* **The request**
Copy out all of the records below, substituting "innermost point" for each occurrence of "deepest point" and leaving everything else unchanged. Omit the pictures from your copy.

* **Dataset rows**
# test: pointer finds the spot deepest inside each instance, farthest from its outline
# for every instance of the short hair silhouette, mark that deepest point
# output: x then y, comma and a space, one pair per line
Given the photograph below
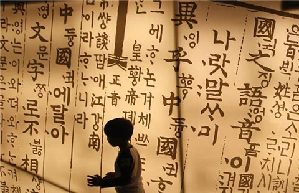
120, 128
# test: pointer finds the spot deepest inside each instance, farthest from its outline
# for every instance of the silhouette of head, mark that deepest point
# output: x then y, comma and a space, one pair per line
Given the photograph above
119, 128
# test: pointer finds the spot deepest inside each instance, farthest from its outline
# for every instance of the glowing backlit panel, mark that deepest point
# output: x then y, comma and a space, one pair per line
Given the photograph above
211, 88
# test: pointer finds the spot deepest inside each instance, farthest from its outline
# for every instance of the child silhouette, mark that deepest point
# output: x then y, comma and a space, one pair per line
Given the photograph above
127, 176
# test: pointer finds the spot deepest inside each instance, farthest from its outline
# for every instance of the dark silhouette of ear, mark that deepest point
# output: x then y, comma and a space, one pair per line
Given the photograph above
289, 5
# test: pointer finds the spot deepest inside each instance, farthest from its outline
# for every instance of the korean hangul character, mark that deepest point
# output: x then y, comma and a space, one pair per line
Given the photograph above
58, 113
266, 78
41, 89
12, 121
2, 82
159, 7
4, 23
12, 158
252, 150
36, 147
214, 89
17, 27
102, 40
96, 100
97, 118
56, 133
89, 16
295, 96
31, 108
162, 184
279, 184
87, 37
227, 181
14, 84
149, 77
257, 113
139, 7
42, 52
152, 53
286, 67
185, 83
3, 63
84, 58
101, 60
226, 42
130, 115
145, 119
296, 184
2, 101
178, 126
44, 11
135, 74
84, 79
3, 43
294, 113
13, 174
142, 139
81, 118
245, 182
15, 63
193, 39
70, 35
13, 102
287, 147
69, 78
11, 138
17, 47
63, 92
83, 97
157, 30
100, 80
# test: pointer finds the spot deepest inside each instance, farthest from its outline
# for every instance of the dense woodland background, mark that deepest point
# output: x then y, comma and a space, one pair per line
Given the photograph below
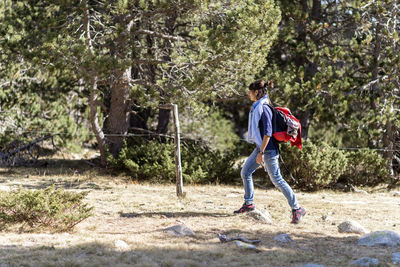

* **Right answer**
# test: pointer finds the spot deepest inside each instance, farthest from its outline
# for every instance of the short hair silhouette, mark that innermost point
# output: x then y, comma and a space, one pair per line
Given the photograph below
120, 128
# test: pointer finds the spot deepest inside each instance, farthest from its outline
# for every instance of the silhouette of head, mark that innermost point
# output: x then y, comma and a space, one pair per line
Given the photograph above
119, 128
# test: pointer finds the spot deepest inside each instance, farthest from its outline
# for every instance of the glowing backlit panel, mark that innermost point
# output: x then y, comma and a space, one pair per line
Given the photograph above
211, 88
# test: pointer finds the spot deepest inside each instance, farthest from its outline
# for every instance of the child silhouette, mark that innermost point
# output: x then y, comma and a space, one pair per line
Given the photograph above
127, 176
# test: pointer finds the spot deepest inside each instance, farthest from its outline
# for every instance of the dark silhouette of ear, mark that innermost point
# output: x then y, comma and a space, one pair per line
Given the photograph above
289, 5
# test: pointer finds the spot deepest inside each instance, farthest from its outline
# for every instance of the korean hangul character, mark that innermost point
# output: x then y, comma and a space, one pair per line
Given the photograph above
58, 113
266, 78
41, 89
12, 121
2, 82
159, 7
4, 23
12, 158
252, 150
36, 147
214, 89
17, 27
102, 40
96, 100
97, 118
56, 133
89, 16
295, 96
31, 108
162, 184
279, 184
87, 37
227, 181
14, 84
149, 77
257, 113
139, 7
42, 52
152, 53
286, 67
185, 83
3, 63
84, 58
101, 60
226, 42
130, 115
145, 119
296, 184
2, 101
178, 126
44, 11
135, 74
84, 79
3, 43
294, 113
13, 174
142, 139
81, 118
245, 182
15, 63
193, 39
70, 35
13, 102
287, 147
69, 78
11, 138
17, 47
63, 92
83, 97
157, 30
100, 80
# test: pointer finds the spot deepest inside each instance, farthest from its outline
# for every instance of the dense woodland background, mark that innermost point
# output: x then y, comma and a space, one pair per line
Given the photograph below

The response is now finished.